(Outline entries for images)
########

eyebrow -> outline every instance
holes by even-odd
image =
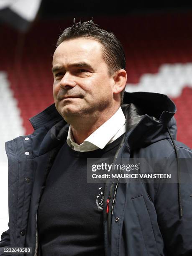
[[[69,64],[69,65],[67,65],[67,67],[87,67],[91,70],[91,71],[93,71],[93,69],[92,67],[91,67],[90,65],[86,63],[86,62],[77,62],[76,63],[72,63],[71,64]],[[52,69],[52,72],[53,73],[54,73],[56,71],[59,70],[61,70],[61,69],[64,69],[64,66],[56,66],[54,67]]]

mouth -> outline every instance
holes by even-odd
[[[64,97],[62,97],[61,99],[61,100],[66,100],[67,99],[76,99],[77,98],[80,98],[80,97],[78,97],[78,96],[66,96]]]

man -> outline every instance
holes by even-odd
[[[120,106],[125,69],[120,42],[92,20],[60,36],[53,59],[55,107],[31,119],[33,134],[6,143],[9,229],[2,249],[32,247],[38,256],[192,255],[192,186],[181,183],[179,162],[192,151],[174,139],[176,107],[166,95],[125,92]],[[87,183],[87,159],[101,158],[163,159],[162,172],[177,159],[179,180]]]

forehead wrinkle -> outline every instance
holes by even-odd
[[[67,68],[70,68],[70,67],[87,67],[90,69],[91,70],[93,70],[93,68],[91,67],[91,65],[87,63],[84,61],[80,61],[74,62],[74,63],[69,64],[67,64]],[[56,71],[57,71],[58,70],[60,70],[61,69],[65,69],[64,65],[57,65],[54,67],[52,69],[52,72],[53,73],[55,72]]]

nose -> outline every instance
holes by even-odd
[[[72,75],[69,72],[66,72],[60,82],[61,88],[66,90],[74,87],[76,85],[76,83],[74,78]]]

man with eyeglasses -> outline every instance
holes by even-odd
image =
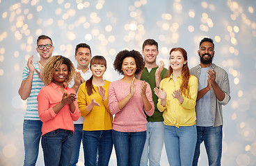
[[[51,57],[54,46],[51,39],[46,35],[40,35],[37,39],[36,50],[40,60],[33,62],[33,55],[28,59],[26,66],[23,70],[22,82],[19,94],[23,100],[27,100],[26,110],[23,124],[23,139],[25,150],[24,165],[35,165],[38,156],[39,142],[42,132],[42,124],[38,111],[38,93],[44,83],[40,73],[42,66]]]

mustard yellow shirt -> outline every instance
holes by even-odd
[[[175,82],[173,75],[169,77],[162,80],[160,82],[160,88],[163,88],[166,92],[166,106],[161,104],[161,99],[158,100],[157,108],[159,111],[163,112],[163,123],[168,126],[193,126],[195,124],[195,104],[198,96],[198,79],[191,75],[189,80],[190,98],[184,96],[184,102],[180,104],[179,100],[173,98],[172,94],[175,90],[180,88],[182,78],[181,75],[177,77]]]
[[[86,88],[86,82],[81,84],[78,91],[79,108],[81,116],[85,117],[83,130],[109,130],[112,129],[113,116],[108,108],[109,102],[109,86],[110,82],[105,80],[105,84],[102,86],[106,89],[105,95],[106,100],[102,100],[98,89],[93,86],[96,92],[93,91],[93,94],[88,95]],[[95,106],[90,111],[86,110],[86,107],[91,102],[92,99],[100,104],[99,107]]]

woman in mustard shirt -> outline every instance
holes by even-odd
[[[168,77],[155,88],[157,108],[163,112],[164,141],[170,165],[192,165],[197,139],[195,127],[198,79],[189,74],[182,48],[170,52]]]
[[[78,104],[85,117],[83,145],[87,165],[95,166],[98,151],[98,165],[109,165],[113,149],[113,117],[108,108],[110,82],[103,80],[106,69],[104,57],[96,55],[90,63],[92,77],[81,84]]]

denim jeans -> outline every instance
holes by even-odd
[[[24,120],[23,140],[25,150],[24,166],[35,165],[42,135],[41,120]]]
[[[139,166],[147,132],[120,132],[113,130],[118,166]]]
[[[70,166],[76,166],[79,158],[80,146],[81,142],[83,138],[83,124],[74,124],[74,145],[72,149],[72,154],[71,155]],[[83,143],[83,152],[84,145]],[[84,165],[86,165],[86,155],[84,156]]]
[[[42,136],[45,166],[67,166],[73,147],[73,132],[56,129]]]
[[[196,126],[164,127],[164,142],[170,165],[191,166],[196,143]]]
[[[112,130],[83,131],[86,166],[107,166],[113,149]]]
[[[208,156],[209,166],[221,165],[222,153],[222,126],[197,127],[198,140],[196,142],[193,165],[198,165],[200,144],[204,141]]]
[[[163,146],[163,122],[148,122],[147,123],[147,139],[141,159],[141,166],[159,166],[161,154]]]

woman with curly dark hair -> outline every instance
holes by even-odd
[[[74,71],[71,61],[61,55],[49,59],[43,71],[47,86],[40,91],[38,101],[45,165],[69,165],[74,142],[73,120],[81,116],[76,93],[65,85]]]
[[[113,139],[118,165],[140,165],[147,136],[145,113],[151,116],[154,110],[150,84],[135,78],[144,68],[144,59],[139,52],[125,50],[116,55],[113,65],[124,75],[109,89],[109,108],[115,114]]]

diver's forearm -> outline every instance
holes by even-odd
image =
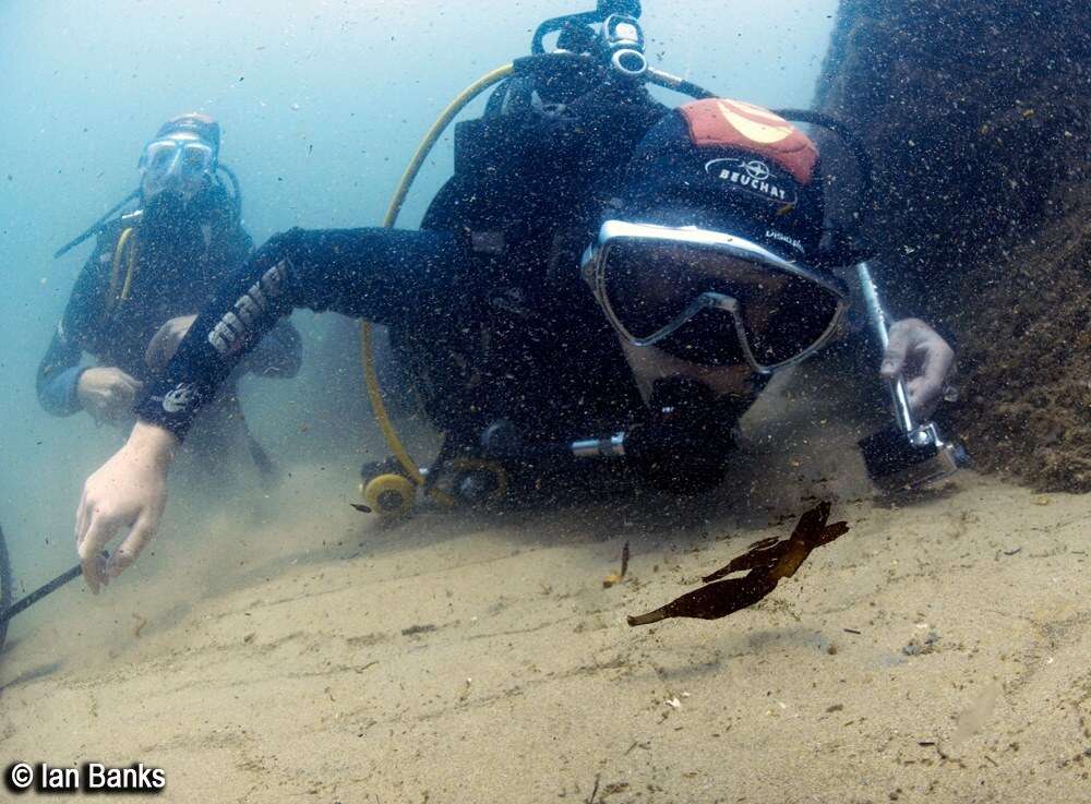
[[[217,289],[136,413],[184,437],[193,415],[242,357],[297,308],[387,323],[443,298],[455,238],[389,229],[292,229]]]

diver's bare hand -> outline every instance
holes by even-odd
[[[920,319],[902,319],[890,327],[879,374],[887,381],[902,376],[910,408],[927,418],[939,403],[954,367],[955,350],[939,333]]]
[[[132,408],[143,385],[121,369],[99,367],[80,375],[76,395],[95,421],[113,421]]]
[[[155,535],[167,504],[167,469],[178,439],[163,428],[136,422],[129,441],[83,485],[75,543],[92,592],[132,564]],[[129,529],[109,561],[103,550],[119,529]]]
[[[149,369],[161,371],[170,362],[175,352],[178,351],[178,345],[182,343],[182,338],[185,337],[196,319],[196,315],[179,315],[159,327],[159,331],[152,336],[147,350],[144,352],[144,362]]]

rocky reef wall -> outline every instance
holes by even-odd
[[[874,160],[890,305],[957,338],[979,468],[1091,491],[1091,3],[842,0],[816,108]]]

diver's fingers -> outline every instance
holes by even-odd
[[[98,515],[93,518],[91,527],[87,529],[87,536],[80,543],[80,564],[83,567],[83,578],[87,581],[92,595],[98,595],[98,587],[106,581],[103,548],[113,538],[117,529],[117,523],[112,521],[110,517]]]
[[[911,336],[912,331],[909,327],[898,324],[890,327],[890,340],[883,353],[883,365],[879,367],[879,374],[884,380],[894,380],[901,374],[909,355]]]
[[[924,375],[913,377],[906,383],[910,410],[918,417],[927,418],[932,416],[943,389],[944,384],[942,382],[933,382]]]
[[[942,389],[955,364],[955,350],[940,337],[930,338],[924,345],[924,350],[926,352],[922,365],[924,379]]]
[[[130,564],[136,561],[136,556],[140,555],[144,545],[151,541],[154,535],[155,523],[152,520],[152,517],[142,516],[137,519],[132,530],[129,531],[129,536],[125,537],[125,540],[121,542],[121,545],[110,556],[106,574],[111,578],[121,575]]]

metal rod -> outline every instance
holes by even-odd
[[[879,293],[872,278],[871,267],[867,262],[856,265],[856,275],[860,277],[860,289],[864,296],[864,307],[867,310],[867,317],[871,319],[875,329],[875,337],[879,341],[879,349],[886,351],[890,345],[890,335],[887,332],[887,314],[879,301]],[[898,428],[906,433],[916,430],[916,421],[909,407],[909,394],[906,391],[906,381],[900,376],[890,383],[890,397],[894,401],[894,416],[898,422]]]
[[[71,569],[69,569],[69,571],[67,571],[67,572],[61,573],[60,575],[58,575],[56,578],[53,578],[52,580],[50,580],[45,586],[39,587],[38,589],[35,589],[33,592],[31,592],[29,595],[27,595],[25,598],[16,600],[10,607],[8,607],[2,612],[0,612],[0,624],[7,623],[9,620],[11,620],[13,616],[15,616],[16,614],[19,614],[24,609],[27,609],[28,607],[34,605],[35,603],[37,603],[39,600],[41,600],[47,595],[57,591],[62,586],[64,586],[65,584],[68,584],[70,580],[73,580],[74,578],[80,577],[80,574],[82,572],[83,572],[83,567],[80,566],[79,564],[76,564]]]

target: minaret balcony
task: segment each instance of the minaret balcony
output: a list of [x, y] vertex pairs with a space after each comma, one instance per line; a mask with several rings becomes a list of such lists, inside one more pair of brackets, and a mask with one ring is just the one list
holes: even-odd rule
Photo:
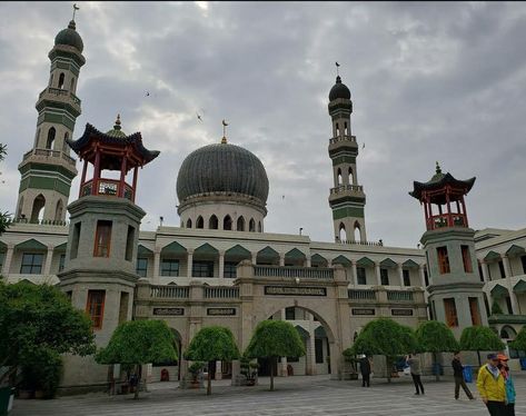
[[130, 201], [135, 201], [133, 188], [130, 185], [126, 182], [121, 184], [120, 180], [116, 179], [99, 178], [88, 180], [81, 186], [80, 196], [87, 197], [88, 195], [103, 195], [120, 198], [121, 187], [123, 187], [122, 197]]
[[428, 230], [444, 227], [467, 227], [467, 218], [464, 214], [438, 214], [427, 220]]

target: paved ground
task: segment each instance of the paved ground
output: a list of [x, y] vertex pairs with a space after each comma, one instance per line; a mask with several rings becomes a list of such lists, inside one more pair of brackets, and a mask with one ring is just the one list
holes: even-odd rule
[[[231, 387], [229, 380], [212, 382], [212, 395], [205, 390], [180, 390], [176, 383], [150, 385], [149, 393], [133, 400], [132, 395], [91, 394], [53, 400], [16, 400], [11, 416], [143, 416], [143, 415], [367, 415], [367, 416], [482, 416], [488, 415], [477, 397], [469, 402], [460, 390], [454, 399], [450, 377], [436, 383], [424, 377], [425, 396], [414, 396], [408, 377], [391, 384], [374, 379], [370, 388], [361, 382], [336, 382], [327, 376], [276, 378], [276, 392], [268, 390], [268, 378], [259, 386]], [[526, 376], [515, 378], [516, 415], [526, 416]]]

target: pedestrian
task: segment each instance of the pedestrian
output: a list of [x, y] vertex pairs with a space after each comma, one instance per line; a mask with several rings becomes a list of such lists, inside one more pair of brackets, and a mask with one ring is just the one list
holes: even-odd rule
[[487, 364], [482, 366], [477, 376], [477, 388], [486, 405], [489, 415], [504, 416], [506, 402], [506, 386], [503, 375], [498, 369], [496, 354], [488, 354]]
[[421, 370], [420, 370], [420, 359], [416, 356], [415, 353], [409, 354], [406, 356], [406, 363], [409, 365], [413, 383], [415, 384], [416, 393], [415, 395], [419, 395], [420, 392], [424, 394], [424, 386], [421, 384]]
[[515, 385], [512, 375], [509, 374], [508, 357], [504, 354], [499, 354], [497, 355], [497, 367], [500, 369], [506, 387], [506, 409], [504, 414], [506, 416], [515, 416]]
[[455, 400], [458, 400], [458, 394], [460, 393], [460, 386], [464, 389], [464, 393], [466, 393], [466, 396], [470, 399], [474, 400], [475, 397], [473, 397], [472, 392], [469, 388], [466, 386], [466, 380], [464, 379], [464, 366], [460, 361], [460, 351], [455, 351], [453, 355], [453, 376], [455, 378]]
[[370, 358], [366, 355], [360, 359], [361, 387], [370, 387]]

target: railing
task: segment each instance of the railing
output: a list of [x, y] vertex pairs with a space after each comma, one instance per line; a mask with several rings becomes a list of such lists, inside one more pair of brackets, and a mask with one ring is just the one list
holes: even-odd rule
[[348, 289], [349, 299], [354, 300], [376, 300], [376, 293], [373, 289]]
[[256, 277], [301, 277], [306, 279], [334, 279], [335, 270], [326, 267], [254, 266]]
[[346, 191], [363, 192], [364, 187], [361, 185], [340, 185], [336, 188], [330, 188], [330, 195], [344, 194]]
[[356, 136], [338, 136], [329, 140], [330, 145], [337, 143], [339, 141], [354, 141], [356, 142]]
[[78, 98], [75, 93], [68, 91], [67, 89], [63, 89], [63, 88], [46, 88], [42, 92], [40, 92], [39, 95], [39, 100], [43, 97], [44, 93], [50, 93], [52, 96], [57, 96], [57, 97], [60, 97], [60, 96], [63, 96], [63, 97], [70, 97], [71, 100], [73, 100], [73, 102], [77, 105], [77, 106], [80, 106], [81, 101], [80, 101], [80, 98]]
[[413, 291], [387, 290], [387, 300], [407, 300], [413, 301]]
[[152, 286], [150, 287], [150, 297], [188, 299], [190, 297], [190, 288], [188, 286]]
[[[91, 179], [82, 185], [82, 188], [80, 189], [80, 196], [86, 197], [88, 195], [106, 195], [117, 197], [119, 196], [120, 186], [120, 181], [116, 179], [99, 178], [96, 179], [95, 182], [93, 179]], [[123, 189], [123, 197], [131, 201], [135, 199], [133, 189], [126, 182]]]
[[205, 299], [237, 299], [239, 298], [238, 287], [206, 287]]

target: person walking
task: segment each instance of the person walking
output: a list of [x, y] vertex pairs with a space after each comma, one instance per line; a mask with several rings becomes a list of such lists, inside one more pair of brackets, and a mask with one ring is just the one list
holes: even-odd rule
[[509, 374], [508, 367], [508, 357], [504, 354], [497, 355], [498, 364], [497, 367], [500, 369], [500, 374], [504, 377], [504, 386], [506, 387], [506, 404], [505, 404], [505, 412], [504, 415], [506, 416], [515, 416], [515, 385]]
[[370, 387], [370, 358], [365, 356], [360, 359], [361, 387]]
[[453, 356], [451, 366], [453, 366], [453, 377], [455, 378], [455, 400], [458, 400], [460, 386], [463, 387], [464, 393], [466, 393], [466, 396], [470, 400], [474, 400], [475, 397], [473, 397], [472, 392], [466, 386], [466, 382], [464, 380], [464, 366], [460, 361], [460, 351], [455, 351]]
[[415, 354], [413, 355], [409, 354], [408, 356], [406, 356], [406, 363], [409, 365], [413, 383], [415, 384], [415, 388], [416, 388], [415, 395], [419, 395], [420, 392], [421, 394], [424, 394], [424, 386], [420, 379], [420, 376], [421, 376], [420, 360], [418, 359], [418, 357], [416, 357]]
[[504, 416], [506, 400], [505, 380], [497, 367], [497, 355], [488, 354], [487, 358], [487, 364], [478, 369], [477, 389], [489, 415]]

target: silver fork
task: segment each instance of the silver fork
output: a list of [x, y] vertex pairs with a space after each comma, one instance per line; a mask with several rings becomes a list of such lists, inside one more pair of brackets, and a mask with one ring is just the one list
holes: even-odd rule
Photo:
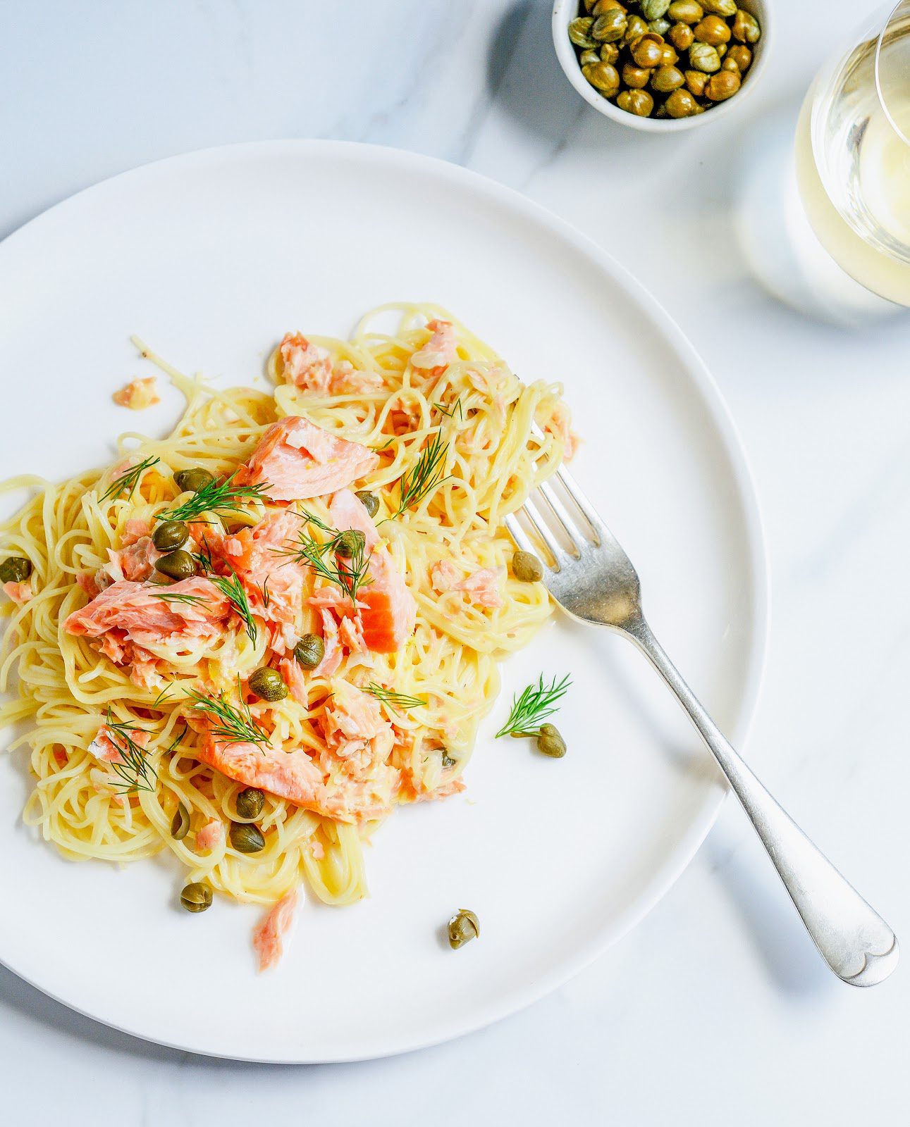
[[[898, 965], [894, 932], [724, 738], [651, 632], [642, 613], [638, 575], [628, 556], [572, 477], [559, 470], [555, 480], [577, 515], [571, 514], [550, 483], [540, 486], [520, 509], [551, 556], [551, 561], [544, 561], [544, 582], [553, 597], [580, 622], [610, 627], [630, 638], [675, 693], [749, 815], [831, 970], [851, 986], [874, 986], [887, 978]], [[505, 526], [519, 548], [540, 554], [515, 515], [505, 517]], [[562, 529], [571, 548], [560, 543], [554, 527]]]

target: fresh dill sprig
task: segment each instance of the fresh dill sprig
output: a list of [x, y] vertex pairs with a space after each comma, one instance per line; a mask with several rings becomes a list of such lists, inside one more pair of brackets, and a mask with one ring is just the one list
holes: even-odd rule
[[151, 729], [131, 724], [129, 720], [115, 720], [109, 704], [105, 727], [109, 733], [111, 743], [121, 754], [118, 763], [111, 763], [111, 767], [123, 779], [123, 783], [116, 783], [117, 789], [127, 795], [140, 790], [154, 790], [152, 780], [158, 779], [158, 773], [149, 763], [149, 749], [138, 744], [132, 735], [134, 731]]
[[193, 701], [195, 712], [204, 712], [213, 721], [212, 735], [221, 736], [230, 744], [267, 744], [268, 733], [254, 720], [249, 704], [240, 692], [240, 678], [237, 678], [237, 704], [221, 692], [218, 696], [206, 696], [196, 689], [191, 689], [187, 696]]
[[233, 479], [237, 470], [231, 476], [218, 485], [212, 481], [207, 486], [198, 489], [189, 500], [176, 508], [165, 509], [164, 513], [156, 513], [156, 521], [193, 521], [203, 513], [242, 513], [241, 502], [262, 500], [268, 482], [262, 481], [255, 486], [236, 486]]
[[397, 693], [394, 689], [383, 689], [382, 685], [378, 685], [374, 681], [371, 681], [363, 691], [370, 693], [371, 696], [376, 696], [378, 701], [381, 701], [396, 715], [399, 708], [419, 708], [429, 703], [424, 696], [408, 696], [407, 693]]
[[157, 591], [150, 597], [164, 598], [166, 603], [189, 603], [193, 606], [207, 602], [203, 595], [187, 595], [182, 591]]
[[459, 396], [458, 399], [456, 399], [456, 401], [452, 403], [451, 410], [447, 411], [445, 408], [442, 406], [442, 403], [433, 403], [433, 406], [441, 415], [444, 415], [447, 418], [453, 419], [457, 412], [459, 419], [462, 423], [465, 421], [465, 412], [461, 409], [461, 396]]
[[433, 490], [445, 480], [443, 477], [445, 454], [449, 443], [442, 441], [442, 435], [436, 432], [432, 441], [421, 452], [414, 468], [403, 473], [398, 482], [398, 508], [392, 513], [392, 518], [400, 516], [405, 509], [412, 508], [427, 497]]
[[210, 575], [209, 580], [218, 587], [221, 594], [228, 600], [228, 602], [244, 620], [244, 624], [247, 628], [247, 637], [255, 646], [257, 633], [256, 620], [253, 618], [253, 609], [249, 605], [247, 593], [244, 591], [244, 585], [237, 578], [237, 573], [233, 568], [231, 568], [230, 579], [223, 575]]
[[496, 733], [500, 736], [536, 736], [540, 730], [541, 721], [556, 712], [554, 707], [572, 684], [568, 676], [557, 684], [556, 677], [549, 685], [544, 684], [544, 675], [537, 685], [528, 685], [520, 696], [512, 698], [512, 711], [509, 719]]
[[357, 591], [370, 583], [369, 571], [372, 552], [369, 556], [364, 556], [365, 545], [361, 540], [353, 556], [342, 557], [335, 554], [338, 541], [344, 533], [337, 529], [329, 529], [327, 524], [324, 524], [312, 513], [307, 512], [307, 509], [303, 509], [301, 515], [308, 523], [315, 524], [317, 529], [329, 533], [329, 539], [323, 541], [313, 540], [304, 525], [298, 533], [297, 540], [286, 541], [288, 547], [277, 549], [277, 554], [290, 556], [298, 564], [308, 567], [329, 583], [336, 584], [352, 600], [356, 598]]
[[160, 459], [153, 454], [149, 458], [143, 458], [141, 462], [136, 462], [135, 465], [131, 467], [124, 473], [121, 473], [118, 478], [114, 478], [98, 500], [107, 500], [108, 498], [116, 500], [117, 497], [122, 497], [124, 492], [132, 498], [142, 474], [145, 470], [150, 469], [156, 462], [159, 461]]

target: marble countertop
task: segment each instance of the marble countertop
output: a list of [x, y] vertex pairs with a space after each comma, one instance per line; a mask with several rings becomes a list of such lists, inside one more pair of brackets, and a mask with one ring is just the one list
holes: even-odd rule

########

## Task brief:
Retype the lines above verbatim, starting at the line containing "target: fresh dill sprig" and ending after the line containing "735], [134, 731]]".

## Problem solution:
target: fresh dill sprig
task: segment each instance of the fresh dill sprig
output: a list of [x, y] vertex pairs with a space after each comma, one instance per line; a mask with several rings becomes a list of such lists, inside one more pair of brackets, and a mask with one ring is just the one list
holes: even-odd rule
[[151, 729], [131, 724], [129, 720], [115, 720], [109, 704], [105, 727], [109, 733], [111, 743], [121, 754], [118, 763], [111, 763], [111, 767], [123, 779], [123, 783], [116, 783], [117, 789], [127, 795], [140, 790], [154, 790], [152, 780], [158, 779], [158, 773], [149, 763], [149, 749], [138, 744], [132, 735], [134, 731]]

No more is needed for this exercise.